Requirement. Set out the stretch of lines from the one containing "like x=635, y=341." through the one containing "x=492, y=55" as a numbered list, skipping any blank lines.

Examples of point labeling:
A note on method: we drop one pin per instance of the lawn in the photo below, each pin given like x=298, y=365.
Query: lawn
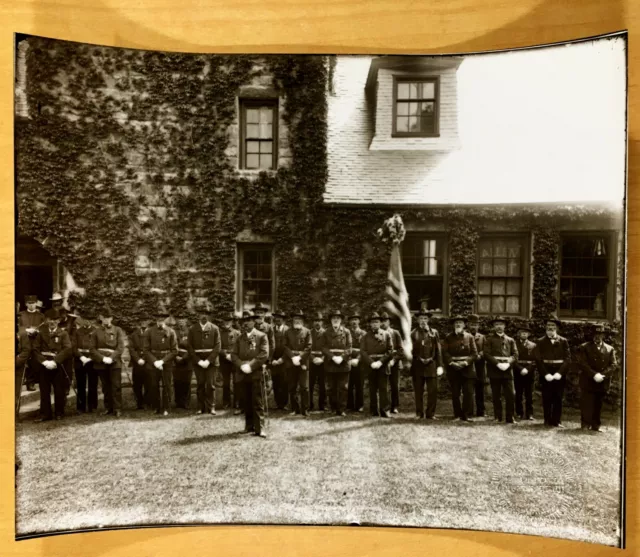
x=90, y=471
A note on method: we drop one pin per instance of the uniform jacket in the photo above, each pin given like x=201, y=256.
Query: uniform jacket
x=159, y=344
x=251, y=348
x=427, y=352
x=456, y=346
x=113, y=339
x=556, y=350
x=57, y=342
x=297, y=342
x=376, y=346
x=340, y=341
x=499, y=347
x=199, y=340
x=596, y=359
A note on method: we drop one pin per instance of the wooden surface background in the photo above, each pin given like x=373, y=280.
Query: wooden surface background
x=327, y=26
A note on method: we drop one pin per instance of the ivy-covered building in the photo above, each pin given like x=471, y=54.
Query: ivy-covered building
x=228, y=180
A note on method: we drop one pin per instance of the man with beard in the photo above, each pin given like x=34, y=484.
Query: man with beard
x=228, y=336
x=316, y=367
x=459, y=353
x=204, y=346
x=336, y=347
x=297, y=348
x=278, y=365
x=52, y=348
x=355, y=388
x=160, y=348
x=250, y=352
x=552, y=357
x=376, y=351
x=107, y=345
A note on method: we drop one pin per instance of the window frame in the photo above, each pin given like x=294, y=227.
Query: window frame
x=612, y=273
x=251, y=102
x=444, y=237
x=241, y=248
x=435, y=79
x=525, y=294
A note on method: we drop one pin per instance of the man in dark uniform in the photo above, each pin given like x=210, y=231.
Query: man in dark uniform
x=480, y=365
x=316, y=366
x=250, y=352
x=86, y=375
x=396, y=364
x=426, y=366
x=297, y=349
x=228, y=336
x=524, y=373
x=107, y=345
x=459, y=353
x=278, y=366
x=52, y=348
x=141, y=378
x=336, y=346
x=204, y=346
x=355, y=388
x=552, y=357
x=501, y=354
x=376, y=351
x=30, y=320
x=597, y=361
x=160, y=347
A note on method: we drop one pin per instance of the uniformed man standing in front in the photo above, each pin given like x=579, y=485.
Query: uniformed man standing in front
x=426, y=366
x=250, y=352
x=459, y=353
x=336, y=347
x=552, y=357
x=204, y=345
x=355, y=388
x=597, y=361
x=376, y=351
x=52, y=348
x=316, y=367
x=396, y=364
x=524, y=373
x=278, y=367
x=501, y=353
x=107, y=345
x=160, y=349
x=480, y=365
x=297, y=349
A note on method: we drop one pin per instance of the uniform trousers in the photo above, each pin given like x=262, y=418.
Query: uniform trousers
x=317, y=376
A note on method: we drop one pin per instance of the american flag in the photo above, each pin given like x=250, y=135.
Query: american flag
x=398, y=300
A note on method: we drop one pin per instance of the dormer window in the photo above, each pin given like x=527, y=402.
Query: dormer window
x=415, y=107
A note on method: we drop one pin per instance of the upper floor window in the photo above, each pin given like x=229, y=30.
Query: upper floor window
x=415, y=107
x=501, y=275
x=258, y=134
x=423, y=265
x=585, y=273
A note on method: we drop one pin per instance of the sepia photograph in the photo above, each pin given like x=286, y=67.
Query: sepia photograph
x=294, y=289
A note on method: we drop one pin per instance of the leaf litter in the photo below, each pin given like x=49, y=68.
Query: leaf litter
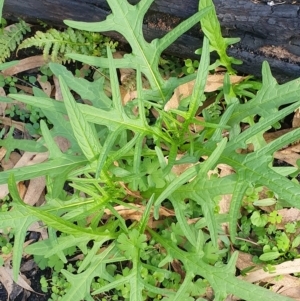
x=32, y=192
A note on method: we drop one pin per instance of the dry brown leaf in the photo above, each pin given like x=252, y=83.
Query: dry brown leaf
x=3, y=105
x=16, y=124
x=287, y=156
x=6, y=278
x=63, y=143
x=214, y=82
x=137, y=212
x=26, y=160
x=34, y=190
x=245, y=260
x=284, y=268
x=288, y=216
x=2, y=153
x=296, y=119
x=46, y=86
x=25, y=64
x=27, y=90
x=58, y=94
x=287, y=286
x=38, y=227
x=11, y=161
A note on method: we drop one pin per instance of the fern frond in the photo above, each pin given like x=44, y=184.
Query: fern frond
x=56, y=44
x=11, y=38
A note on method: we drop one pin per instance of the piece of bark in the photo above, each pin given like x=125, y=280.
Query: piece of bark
x=267, y=32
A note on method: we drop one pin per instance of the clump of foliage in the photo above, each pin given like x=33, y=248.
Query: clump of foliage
x=118, y=157
x=56, y=44
x=11, y=37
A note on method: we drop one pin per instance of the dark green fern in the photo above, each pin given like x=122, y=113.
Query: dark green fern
x=56, y=44
x=11, y=37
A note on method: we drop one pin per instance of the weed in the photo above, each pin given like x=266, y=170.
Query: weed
x=130, y=214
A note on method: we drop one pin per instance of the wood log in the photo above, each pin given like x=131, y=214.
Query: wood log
x=268, y=30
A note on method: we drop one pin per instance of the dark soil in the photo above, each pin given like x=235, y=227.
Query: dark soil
x=19, y=294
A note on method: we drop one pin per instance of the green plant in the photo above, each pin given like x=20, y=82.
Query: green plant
x=11, y=37
x=56, y=44
x=118, y=159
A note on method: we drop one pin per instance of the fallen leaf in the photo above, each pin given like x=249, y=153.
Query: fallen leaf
x=34, y=190
x=288, y=216
x=46, y=86
x=27, y=159
x=214, y=82
x=25, y=64
x=13, y=288
x=285, y=268
x=287, y=156
x=26, y=89
x=16, y=124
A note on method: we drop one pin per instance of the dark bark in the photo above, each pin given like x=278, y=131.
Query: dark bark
x=267, y=32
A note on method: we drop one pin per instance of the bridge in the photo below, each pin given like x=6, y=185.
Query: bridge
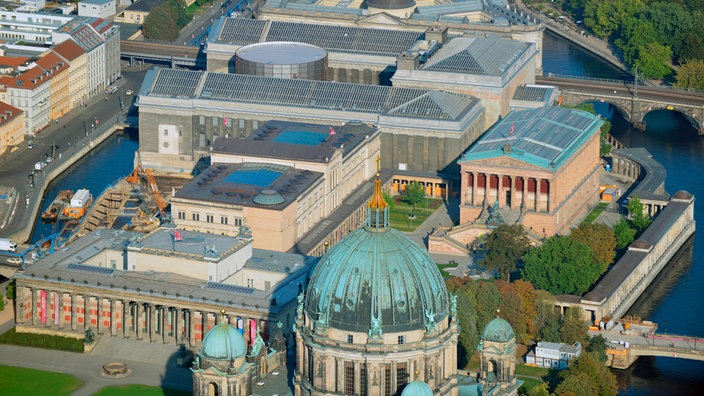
x=624, y=349
x=170, y=55
x=631, y=101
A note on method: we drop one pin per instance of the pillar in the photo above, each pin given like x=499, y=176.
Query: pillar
x=73, y=312
x=474, y=188
x=113, y=316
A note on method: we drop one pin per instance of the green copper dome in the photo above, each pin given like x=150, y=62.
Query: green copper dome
x=417, y=388
x=498, y=330
x=223, y=342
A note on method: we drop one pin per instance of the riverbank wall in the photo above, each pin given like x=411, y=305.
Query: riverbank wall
x=56, y=168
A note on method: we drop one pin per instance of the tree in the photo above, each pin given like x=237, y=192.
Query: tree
x=161, y=24
x=505, y=247
x=598, y=345
x=600, y=239
x=561, y=266
x=414, y=194
x=587, y=376
x=639, y=219
x=691, y=74
x=624, y=234
x=654, y=60
x=574, y=328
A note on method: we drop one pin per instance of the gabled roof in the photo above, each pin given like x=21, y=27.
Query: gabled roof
x=491, y=55
x=545, y=137
x=312, y=94
x=69, y=50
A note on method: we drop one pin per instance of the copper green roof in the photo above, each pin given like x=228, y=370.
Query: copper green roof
x=498, y=330
x=546, y=137
x=378, y=280
x=223, y=342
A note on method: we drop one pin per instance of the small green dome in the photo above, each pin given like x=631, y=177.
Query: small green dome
x=498, y=330
x=417, y=388
x=377, y=276
x=223, y=342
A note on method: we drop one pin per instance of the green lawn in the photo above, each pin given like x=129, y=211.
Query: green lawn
x=42, y=341
x=140, y=390
x=22, y=381
x=595, y=212
x=399, y=213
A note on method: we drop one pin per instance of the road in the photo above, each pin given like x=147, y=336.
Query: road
x=71, y=130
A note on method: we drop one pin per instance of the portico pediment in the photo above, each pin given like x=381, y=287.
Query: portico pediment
x=502, y=161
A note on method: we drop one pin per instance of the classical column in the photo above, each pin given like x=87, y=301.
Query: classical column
x=138, y=320
x=34, y=306
x=60, y=310
x=86, y=312
x=113, y=316
x=99, y=313
x=499, y=190
x=73, y=312
x=474, y=188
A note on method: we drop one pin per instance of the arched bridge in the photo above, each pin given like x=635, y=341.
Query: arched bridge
x=632, y=102
x=626, y=349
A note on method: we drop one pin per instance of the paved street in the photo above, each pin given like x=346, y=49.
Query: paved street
x=72, y=130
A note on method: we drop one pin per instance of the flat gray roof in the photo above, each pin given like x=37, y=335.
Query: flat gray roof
x=311, y=94
x=545, y=137
x=491, y=56
x=346, y=39
x=297, y=141
x=251, y=184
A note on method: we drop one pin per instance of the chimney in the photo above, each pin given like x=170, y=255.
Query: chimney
x=408, y=61
x=436, y=34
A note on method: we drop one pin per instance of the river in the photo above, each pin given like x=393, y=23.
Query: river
x=674, y=300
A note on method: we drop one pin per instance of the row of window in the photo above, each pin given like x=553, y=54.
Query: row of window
x=209, y=218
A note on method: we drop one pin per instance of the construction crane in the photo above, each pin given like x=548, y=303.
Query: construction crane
x=134, y=179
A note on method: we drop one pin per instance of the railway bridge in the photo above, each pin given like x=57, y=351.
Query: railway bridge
x=631, y=101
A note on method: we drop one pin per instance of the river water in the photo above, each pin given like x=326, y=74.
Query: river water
x=674, y=300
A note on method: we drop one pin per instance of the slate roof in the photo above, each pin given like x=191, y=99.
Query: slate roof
x=347, y=39
x=544, y=137
x=328, y=95
x=492, y=55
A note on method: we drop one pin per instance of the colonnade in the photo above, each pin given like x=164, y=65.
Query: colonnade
x=129, y=318
x=514, y=192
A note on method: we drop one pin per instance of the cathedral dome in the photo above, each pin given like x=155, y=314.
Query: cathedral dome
x=417, y=388
x=498, y=330
x=377, y=280
x=223, y=342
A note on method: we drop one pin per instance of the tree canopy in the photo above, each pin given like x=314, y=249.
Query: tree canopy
x=600, y=239
x=505, y=247
x=561, y=266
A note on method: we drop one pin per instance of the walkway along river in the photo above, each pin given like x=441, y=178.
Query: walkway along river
x=674, y=299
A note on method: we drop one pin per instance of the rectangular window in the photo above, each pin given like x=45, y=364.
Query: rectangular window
x=349, y=378
x=401, y=376
x=388, y=390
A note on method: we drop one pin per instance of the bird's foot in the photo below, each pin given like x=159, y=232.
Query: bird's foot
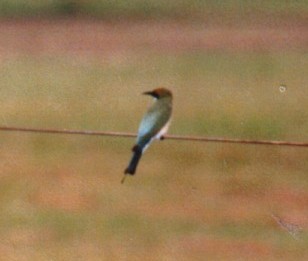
x=123, y=179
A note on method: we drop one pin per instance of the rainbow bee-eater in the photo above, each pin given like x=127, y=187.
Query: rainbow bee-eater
x=154, y=125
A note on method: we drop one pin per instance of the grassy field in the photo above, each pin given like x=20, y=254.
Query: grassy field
x=61, y=197
x=136, y=9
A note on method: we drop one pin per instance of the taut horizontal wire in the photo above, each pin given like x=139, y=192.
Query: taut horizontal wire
x=169, y=137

Answer to the task.
1. A note on method: we drop one pin per instance of the arched bridge in the photo above, each pin given like x=635, y=341.
2. Query: arched bridge
3. x=632, y=102
4. x=626, y=349
5. A note on method: we drop one pin per instance of the paved street in the photo above, each pin given like x=346, y=49.
6. Query: paved street
7. x=72, y=130
8. A note on method: we drop one pin per instance of the flat gray roof in the photo above, each pin given like x=37, y=335.
9. Query: flat gray roof
10. x=311, y=94
11. x=545, y=137
12. x=491, y=56
13. x=346, y=39
14. x=297, y=141
15. x=251, y=184
16. A note on method: we drop one pin per instance of the chimney in the photo above, each pin given like x=170, y=255.
17. Query: chimney
18. x=408, y=61
19. x=436, y=34
20. A note on method: we drop one pin per instance of the river in the photo above, each pin given like x=393, y=23.
21. Query: river
22. x=674, y=300
23. A note on method: we drop one pin per instance of the row of window in the photo above, each pin given like x=553, y=54.
24. Query: row of window
25. x=209, y=218
26. A note on method: we drop one pin per instance of the construction crane in the photo above, each pin given like x=548, y=303.
27. Query: construction crane
28. x=134, y=179
29. A note on method: we drop one pin per instance of the railway bridge in the photo above, each pin given like x=57, y=351.
30. Query: railway bridge
31. x=631, y=101
32. A note on method: we drop one pin per instance of the river water in the photo above, each pin given like x=326, y=74.
33. Query: river water
34. x=674, y=300
35. A note on method: we drop one pin per instance of the slate roof in the photo above, each pin given like x=191, y=99.
36. Query: slate roof
37. x=347, y=39
38. x=544, y=137
39. x=328, y=95
40. x=492, y=55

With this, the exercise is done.